→ **Assignment**: Please show all lines of the records that include "query".

***** Data for analysis

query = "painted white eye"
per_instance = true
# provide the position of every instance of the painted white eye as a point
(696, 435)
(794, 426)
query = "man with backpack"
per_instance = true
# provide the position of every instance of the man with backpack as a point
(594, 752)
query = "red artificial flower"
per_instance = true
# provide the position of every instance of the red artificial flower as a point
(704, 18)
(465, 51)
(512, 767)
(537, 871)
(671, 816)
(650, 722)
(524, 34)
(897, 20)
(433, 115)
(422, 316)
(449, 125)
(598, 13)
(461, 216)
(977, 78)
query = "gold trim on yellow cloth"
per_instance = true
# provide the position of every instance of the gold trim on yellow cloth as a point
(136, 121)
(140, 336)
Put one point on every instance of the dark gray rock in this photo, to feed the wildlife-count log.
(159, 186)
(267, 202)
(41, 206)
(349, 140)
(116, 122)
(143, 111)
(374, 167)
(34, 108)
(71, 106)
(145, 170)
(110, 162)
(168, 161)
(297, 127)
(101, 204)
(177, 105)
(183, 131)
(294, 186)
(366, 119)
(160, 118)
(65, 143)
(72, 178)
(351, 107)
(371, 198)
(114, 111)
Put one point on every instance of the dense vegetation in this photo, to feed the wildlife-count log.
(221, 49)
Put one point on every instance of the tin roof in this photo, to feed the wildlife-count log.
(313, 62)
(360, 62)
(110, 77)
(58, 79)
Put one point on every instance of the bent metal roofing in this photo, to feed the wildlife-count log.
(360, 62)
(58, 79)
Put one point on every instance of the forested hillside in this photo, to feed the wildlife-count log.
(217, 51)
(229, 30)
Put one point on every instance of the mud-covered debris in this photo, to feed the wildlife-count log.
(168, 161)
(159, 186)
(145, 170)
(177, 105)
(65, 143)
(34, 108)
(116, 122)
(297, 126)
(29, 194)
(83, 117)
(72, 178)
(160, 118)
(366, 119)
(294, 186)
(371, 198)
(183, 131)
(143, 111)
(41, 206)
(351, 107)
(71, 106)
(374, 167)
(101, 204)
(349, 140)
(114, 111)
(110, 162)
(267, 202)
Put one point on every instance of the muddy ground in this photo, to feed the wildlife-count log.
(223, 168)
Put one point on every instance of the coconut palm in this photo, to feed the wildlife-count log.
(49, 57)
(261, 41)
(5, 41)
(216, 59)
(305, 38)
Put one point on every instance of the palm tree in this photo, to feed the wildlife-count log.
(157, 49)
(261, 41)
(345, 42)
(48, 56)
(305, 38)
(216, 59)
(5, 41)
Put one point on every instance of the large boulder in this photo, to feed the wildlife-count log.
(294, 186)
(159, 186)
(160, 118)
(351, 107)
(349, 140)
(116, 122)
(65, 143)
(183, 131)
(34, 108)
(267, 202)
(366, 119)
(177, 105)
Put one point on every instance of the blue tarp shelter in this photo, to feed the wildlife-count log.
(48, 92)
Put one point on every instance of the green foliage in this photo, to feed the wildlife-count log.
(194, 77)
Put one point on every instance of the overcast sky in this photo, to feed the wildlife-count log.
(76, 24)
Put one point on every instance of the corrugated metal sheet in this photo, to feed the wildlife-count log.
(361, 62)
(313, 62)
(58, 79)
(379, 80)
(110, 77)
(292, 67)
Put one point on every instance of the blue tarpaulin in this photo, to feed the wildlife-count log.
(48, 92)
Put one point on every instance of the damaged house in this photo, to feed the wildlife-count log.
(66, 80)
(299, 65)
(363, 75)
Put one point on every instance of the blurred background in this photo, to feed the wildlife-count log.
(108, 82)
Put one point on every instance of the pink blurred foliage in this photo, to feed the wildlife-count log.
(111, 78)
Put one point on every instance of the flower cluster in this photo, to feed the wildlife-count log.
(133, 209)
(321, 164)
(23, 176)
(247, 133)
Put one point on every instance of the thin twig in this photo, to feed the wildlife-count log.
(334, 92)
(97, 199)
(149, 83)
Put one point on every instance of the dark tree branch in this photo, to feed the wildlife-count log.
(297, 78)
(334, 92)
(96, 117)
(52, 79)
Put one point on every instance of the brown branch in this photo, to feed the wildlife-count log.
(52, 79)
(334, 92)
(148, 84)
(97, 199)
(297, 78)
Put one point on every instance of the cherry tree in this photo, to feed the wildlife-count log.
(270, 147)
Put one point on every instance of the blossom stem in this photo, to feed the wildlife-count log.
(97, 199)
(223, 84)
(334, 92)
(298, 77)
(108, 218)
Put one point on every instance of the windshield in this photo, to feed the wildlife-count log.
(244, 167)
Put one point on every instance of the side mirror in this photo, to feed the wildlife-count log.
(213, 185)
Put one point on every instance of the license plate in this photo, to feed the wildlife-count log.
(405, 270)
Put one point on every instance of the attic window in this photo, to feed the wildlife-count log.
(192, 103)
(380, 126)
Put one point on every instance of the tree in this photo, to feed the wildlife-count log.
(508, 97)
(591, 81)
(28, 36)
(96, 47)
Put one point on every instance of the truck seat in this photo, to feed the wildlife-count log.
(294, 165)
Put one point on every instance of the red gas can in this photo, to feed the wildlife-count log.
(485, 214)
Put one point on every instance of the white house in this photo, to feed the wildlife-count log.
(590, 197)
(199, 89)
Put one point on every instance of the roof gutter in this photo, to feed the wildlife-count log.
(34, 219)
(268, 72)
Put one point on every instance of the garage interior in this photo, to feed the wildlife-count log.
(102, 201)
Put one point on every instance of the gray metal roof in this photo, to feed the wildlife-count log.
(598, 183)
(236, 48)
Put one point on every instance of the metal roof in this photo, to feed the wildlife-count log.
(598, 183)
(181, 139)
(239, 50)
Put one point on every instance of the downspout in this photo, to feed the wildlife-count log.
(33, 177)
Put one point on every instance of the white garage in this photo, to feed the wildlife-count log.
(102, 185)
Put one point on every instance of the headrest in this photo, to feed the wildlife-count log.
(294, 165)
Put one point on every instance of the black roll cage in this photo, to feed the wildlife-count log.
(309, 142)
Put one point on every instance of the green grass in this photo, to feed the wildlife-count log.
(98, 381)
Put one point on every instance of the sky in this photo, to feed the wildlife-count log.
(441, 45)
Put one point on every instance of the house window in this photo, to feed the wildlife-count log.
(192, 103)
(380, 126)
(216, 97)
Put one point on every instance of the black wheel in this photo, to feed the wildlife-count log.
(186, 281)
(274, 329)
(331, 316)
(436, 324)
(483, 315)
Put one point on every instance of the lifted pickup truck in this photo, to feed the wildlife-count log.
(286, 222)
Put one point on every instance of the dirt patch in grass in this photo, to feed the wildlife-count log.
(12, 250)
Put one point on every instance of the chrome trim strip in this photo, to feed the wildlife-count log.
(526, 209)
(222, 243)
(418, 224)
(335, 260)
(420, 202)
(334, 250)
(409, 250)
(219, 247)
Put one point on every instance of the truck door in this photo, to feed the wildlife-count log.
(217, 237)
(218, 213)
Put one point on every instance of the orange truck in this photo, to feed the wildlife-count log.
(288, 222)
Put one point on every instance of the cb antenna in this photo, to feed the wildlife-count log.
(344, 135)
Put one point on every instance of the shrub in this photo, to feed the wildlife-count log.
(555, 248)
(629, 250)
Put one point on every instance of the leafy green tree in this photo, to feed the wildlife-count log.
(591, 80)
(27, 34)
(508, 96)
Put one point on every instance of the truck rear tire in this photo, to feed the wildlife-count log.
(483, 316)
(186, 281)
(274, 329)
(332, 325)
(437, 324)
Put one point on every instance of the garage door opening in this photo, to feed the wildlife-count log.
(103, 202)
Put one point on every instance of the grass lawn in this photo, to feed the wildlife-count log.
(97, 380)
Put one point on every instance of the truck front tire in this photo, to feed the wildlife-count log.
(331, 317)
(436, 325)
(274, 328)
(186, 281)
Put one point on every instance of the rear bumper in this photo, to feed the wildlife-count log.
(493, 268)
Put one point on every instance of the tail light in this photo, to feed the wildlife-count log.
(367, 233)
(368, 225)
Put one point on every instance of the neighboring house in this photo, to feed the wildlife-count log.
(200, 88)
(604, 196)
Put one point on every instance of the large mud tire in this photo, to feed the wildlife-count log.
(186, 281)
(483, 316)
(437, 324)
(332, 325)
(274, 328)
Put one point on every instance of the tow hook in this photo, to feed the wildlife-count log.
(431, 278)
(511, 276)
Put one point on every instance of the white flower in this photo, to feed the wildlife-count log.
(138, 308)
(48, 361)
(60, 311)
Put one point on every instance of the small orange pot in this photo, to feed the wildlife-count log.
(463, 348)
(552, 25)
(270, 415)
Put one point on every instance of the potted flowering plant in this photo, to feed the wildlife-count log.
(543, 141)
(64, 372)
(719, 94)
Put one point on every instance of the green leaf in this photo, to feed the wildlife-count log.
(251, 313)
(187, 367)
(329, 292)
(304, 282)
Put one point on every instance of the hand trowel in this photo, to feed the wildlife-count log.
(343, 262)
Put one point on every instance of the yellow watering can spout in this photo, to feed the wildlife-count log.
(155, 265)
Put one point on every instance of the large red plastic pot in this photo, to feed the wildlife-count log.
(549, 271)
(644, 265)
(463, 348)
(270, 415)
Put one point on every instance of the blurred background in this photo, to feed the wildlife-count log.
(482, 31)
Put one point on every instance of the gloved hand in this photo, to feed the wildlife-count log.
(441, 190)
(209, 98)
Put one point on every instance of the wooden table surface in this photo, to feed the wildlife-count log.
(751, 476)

**********

→ **Response to this exercise**:
query = "painted white eye"
query = "man with backpack"
query = "red artificial flower"
query = "gold trim on yellow cloth"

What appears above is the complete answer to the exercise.